**What is being asked**
Return every line from the records below with the string "player".

Referring expression pointing data:
>>>
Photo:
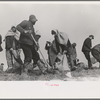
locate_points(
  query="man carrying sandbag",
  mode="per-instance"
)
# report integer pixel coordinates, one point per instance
(95, 51)
(29, 44)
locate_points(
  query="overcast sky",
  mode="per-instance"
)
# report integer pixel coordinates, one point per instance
(78, 20)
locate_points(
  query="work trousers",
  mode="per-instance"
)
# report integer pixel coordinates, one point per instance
(87, 56)
(96, 54)
(30, 53)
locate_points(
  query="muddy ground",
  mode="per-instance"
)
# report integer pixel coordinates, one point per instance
(78, 75)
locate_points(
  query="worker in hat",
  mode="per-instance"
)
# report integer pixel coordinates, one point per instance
(28, 45)
(87, 45)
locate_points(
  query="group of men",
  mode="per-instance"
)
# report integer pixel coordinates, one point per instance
(87, 49)
(23, 37)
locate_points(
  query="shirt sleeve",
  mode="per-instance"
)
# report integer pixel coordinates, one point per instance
(9, 42)
(21, 26)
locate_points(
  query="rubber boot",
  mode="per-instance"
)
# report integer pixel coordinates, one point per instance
(41, 66)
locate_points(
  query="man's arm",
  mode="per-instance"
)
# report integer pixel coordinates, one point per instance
(21, 27)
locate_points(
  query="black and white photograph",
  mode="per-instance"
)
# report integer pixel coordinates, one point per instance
(49, 49)
(49, 41)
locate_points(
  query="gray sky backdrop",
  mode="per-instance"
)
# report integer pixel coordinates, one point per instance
(77, 19)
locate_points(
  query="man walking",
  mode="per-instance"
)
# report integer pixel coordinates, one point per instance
(28, 44)
(12, 47)
(95, 51)
(87, 45)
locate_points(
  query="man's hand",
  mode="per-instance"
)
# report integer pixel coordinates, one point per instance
(11, 49)
(26, 31)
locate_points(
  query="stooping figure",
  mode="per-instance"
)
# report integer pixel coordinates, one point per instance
(86, 49)
(61, 40)
(12, 47)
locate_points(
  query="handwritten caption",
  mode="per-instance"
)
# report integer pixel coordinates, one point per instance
(51, 84)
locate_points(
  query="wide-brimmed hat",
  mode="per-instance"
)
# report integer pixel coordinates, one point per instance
(91, 36)
(33, 17)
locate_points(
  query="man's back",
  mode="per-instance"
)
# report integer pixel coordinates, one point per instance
(86, 45)
(26, 37)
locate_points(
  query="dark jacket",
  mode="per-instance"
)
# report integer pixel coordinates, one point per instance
(26, 37)
(0, 39)
(0, 43)
(97, 47)
(87, 45)
(11, 42)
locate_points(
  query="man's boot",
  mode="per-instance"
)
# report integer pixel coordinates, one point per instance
(41, 66)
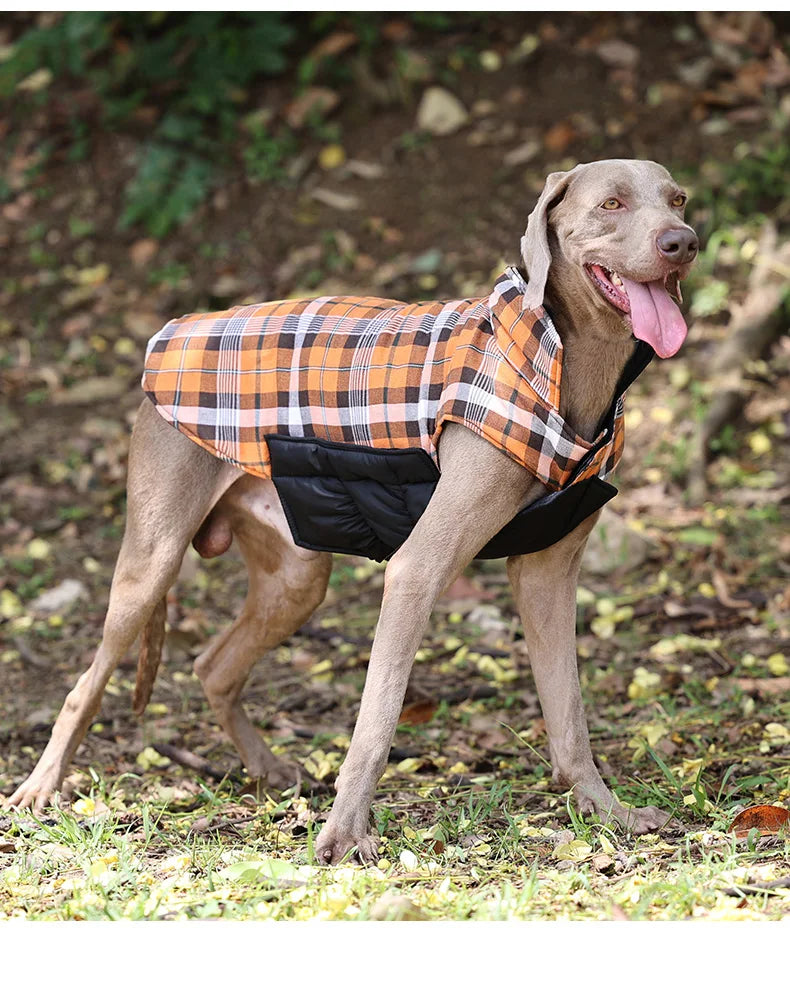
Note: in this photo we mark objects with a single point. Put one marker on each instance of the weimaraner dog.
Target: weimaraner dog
(602, 246)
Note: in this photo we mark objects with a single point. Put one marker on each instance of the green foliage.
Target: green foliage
(201, 62)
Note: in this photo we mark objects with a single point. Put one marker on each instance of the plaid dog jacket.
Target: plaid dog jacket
(362, 372)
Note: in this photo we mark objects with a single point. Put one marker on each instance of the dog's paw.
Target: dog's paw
(333, 846)
(33, 794)
(641, 820)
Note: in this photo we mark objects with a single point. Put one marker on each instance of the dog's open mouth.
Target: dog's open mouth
(653, 315)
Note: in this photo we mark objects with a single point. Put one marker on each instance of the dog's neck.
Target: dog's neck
(591, 365)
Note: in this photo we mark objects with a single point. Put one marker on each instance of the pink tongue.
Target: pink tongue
(655, 317)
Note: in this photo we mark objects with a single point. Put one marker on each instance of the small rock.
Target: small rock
(315, 100)
(614, 546)
(367, 169)
(618, 54)
(522, 154)
(696, 73)
(143, 251)
(335, 199)
(59, 598)
(440, 112)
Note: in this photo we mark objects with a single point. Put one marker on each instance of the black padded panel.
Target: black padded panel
(363, 501)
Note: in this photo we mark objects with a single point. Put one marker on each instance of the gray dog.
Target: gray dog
(604, 243)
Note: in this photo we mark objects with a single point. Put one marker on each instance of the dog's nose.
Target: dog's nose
(678, 245)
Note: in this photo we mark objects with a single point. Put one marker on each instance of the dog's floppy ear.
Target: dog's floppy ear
(535, 241)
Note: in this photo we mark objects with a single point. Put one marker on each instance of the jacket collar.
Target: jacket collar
(531, 344)
(527, 337)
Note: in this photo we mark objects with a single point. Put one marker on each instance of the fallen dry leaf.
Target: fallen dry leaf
(767, 819)
(418, 712)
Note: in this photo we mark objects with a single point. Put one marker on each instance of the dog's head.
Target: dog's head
(609, 238)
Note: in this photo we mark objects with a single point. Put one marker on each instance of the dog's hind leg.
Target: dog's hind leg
(286, 584)
(544, 585)
(172, 485)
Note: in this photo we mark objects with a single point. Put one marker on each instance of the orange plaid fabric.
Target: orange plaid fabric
(376, 373)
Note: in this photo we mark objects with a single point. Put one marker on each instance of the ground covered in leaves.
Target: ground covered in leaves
(683, 613)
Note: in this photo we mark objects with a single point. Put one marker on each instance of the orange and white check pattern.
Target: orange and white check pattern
(376, 373)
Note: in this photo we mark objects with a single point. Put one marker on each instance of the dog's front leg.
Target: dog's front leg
(545, 590)
(480, 491)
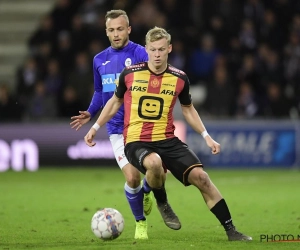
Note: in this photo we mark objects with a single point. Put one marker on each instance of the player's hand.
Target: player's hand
<<<
**Solution to this exercise**
Note: in this photo we mark objects with a single point. Put one marker on each instance of the player's hand.
Target: player's hand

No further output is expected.